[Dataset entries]
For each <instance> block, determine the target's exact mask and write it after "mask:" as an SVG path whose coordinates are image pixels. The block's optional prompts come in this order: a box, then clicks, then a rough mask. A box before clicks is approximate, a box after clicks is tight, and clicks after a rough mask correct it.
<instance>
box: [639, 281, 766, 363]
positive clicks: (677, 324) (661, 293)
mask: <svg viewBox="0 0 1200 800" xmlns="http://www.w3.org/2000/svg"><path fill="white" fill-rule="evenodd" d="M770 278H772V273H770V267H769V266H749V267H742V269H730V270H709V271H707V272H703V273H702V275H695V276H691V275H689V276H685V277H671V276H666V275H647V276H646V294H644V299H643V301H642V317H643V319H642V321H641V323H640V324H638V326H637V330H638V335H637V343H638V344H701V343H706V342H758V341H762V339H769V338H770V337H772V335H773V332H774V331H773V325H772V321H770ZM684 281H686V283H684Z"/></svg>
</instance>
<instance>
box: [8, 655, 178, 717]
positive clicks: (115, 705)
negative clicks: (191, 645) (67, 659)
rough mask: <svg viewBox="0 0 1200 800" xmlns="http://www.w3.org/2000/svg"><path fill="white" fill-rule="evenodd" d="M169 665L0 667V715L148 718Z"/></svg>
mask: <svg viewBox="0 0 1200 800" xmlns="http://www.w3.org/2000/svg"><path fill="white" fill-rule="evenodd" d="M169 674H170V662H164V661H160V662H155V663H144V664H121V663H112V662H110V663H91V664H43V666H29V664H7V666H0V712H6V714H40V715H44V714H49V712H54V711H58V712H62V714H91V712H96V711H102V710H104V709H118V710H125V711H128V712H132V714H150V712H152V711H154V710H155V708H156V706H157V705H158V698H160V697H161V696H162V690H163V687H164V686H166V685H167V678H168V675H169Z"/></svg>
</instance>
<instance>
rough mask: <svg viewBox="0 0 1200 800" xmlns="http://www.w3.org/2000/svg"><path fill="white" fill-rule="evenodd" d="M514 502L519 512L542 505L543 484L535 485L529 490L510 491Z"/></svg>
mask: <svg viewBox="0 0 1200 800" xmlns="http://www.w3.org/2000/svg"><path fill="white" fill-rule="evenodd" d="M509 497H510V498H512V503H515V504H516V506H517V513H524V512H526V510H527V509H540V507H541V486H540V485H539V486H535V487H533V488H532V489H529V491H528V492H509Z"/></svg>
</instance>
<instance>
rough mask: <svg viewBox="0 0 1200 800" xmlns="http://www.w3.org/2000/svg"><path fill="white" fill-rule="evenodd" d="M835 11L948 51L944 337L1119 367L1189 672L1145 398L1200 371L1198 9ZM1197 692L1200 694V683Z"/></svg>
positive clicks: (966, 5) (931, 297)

__WHAT NEEDS TO BE DONE__. Reproduce each entry above. Every word must match.

__RESPONSE TO THE TASK__.
For each <instance> block, determine the target's exact mask and write it after "mask:" as an SVG path whose coordinates are image pixels. The block's optional prompts come in this order: a box, then clicks, then a rough mask. A box before clicks is approximate, a box after clicks is tight, and clicks after a rough mask correct it.
<instance>
box: [639, 281, 766, 363]
positive clicks: (677, 324) (661, 293)
mask: <svg viewBox="0 0 1200 800" xmlns="http://www.w3.org/2000/svg"><path fill="white" fill-rule="evenodd" d="M770 278H772V273H770V267H769V266H749V267H742V269H730V270H709V271H707V272H703V273H702V275H695V276H691V275H689V276H685V277H671V276H666V275H647V276H646V294H644V299H643V301H642V317H643V319H642V321H641V323H640V324H638V326H637V330H638V335H637V343H638V344H701V343H706V342H758V341H762V339H769V338H770V337H772V335H773V332H774V331H773V325H772V321H770ZM684 281H686V283H684Z"/></svg>
</instance>
<instance>
box: [8, 655, 178, 717]
positive clicks: (115, 705)
negative clicks: (191, 645) (67, 659)
rough mask: <svg viewBox="0 0 1200 800" xmlns="http://www.w3.org/2000/svg"><path fill="white" fill-rule="evenodd" d="M169 665L0 667V715L148 718Z"/></svg>
mask: <svg viewBox="0 0 1200 800" xmlns="http://www.w3.org/2000/svg"><path fill="white" fill-rule="evenodd" d="M169 674H170V662H164V661H160V662H155V663H144V664H121V663H112V662H110V663H91V664H43V666H29V664H7V666H0V712H6V714H40V715H44V714H49V712H54V711H58V712H62V714H91V712H96V711H102V710H104V709H118V710H125V711H128V712H132V714H150V712H152V711H154V710H155V708H156V706H157V705H158V698H160V697H161V696H162V690H163V687H164V686H166V685H167V678H168V675H169Z"/></svg>
</instance>
<instance>
rough mask: <svg viewBox="0 0 1200 800" xmlns="http://www.w3.org/2000/svg"><path fill="white" fill-rule="evenodd" d="M514 502L519 512L542 505L543 484L535 485L529 490L510 491Z"/></svg>
mask: <svg viewBox="0 0 1200 800" xmlns="http://www.w3.org/2000/svg"><path fill="white" fill-rule="evenodd" d="M509 497H510V498H512V503H515V504H516V506H517V513H524V512H526V510H527V509H540V507H541V486H540V485H539V486H535V487H533V488H532V489H529V491H528V492H509Z"/></svg>
</instance>
<instance>
rough mask: <svg viewBox="0 0 1200 800" xmlns="http://www.w3.org/2000/svg"><path fill="white" fill-rule="evenodd" d="M835 11L948 51L944 337L1119 367L1189 672L1145 398L1200 371L1198 9ZM1197 692L1200 694V683Z"/></svg>
positive clicks: (966, 5) (931, 297)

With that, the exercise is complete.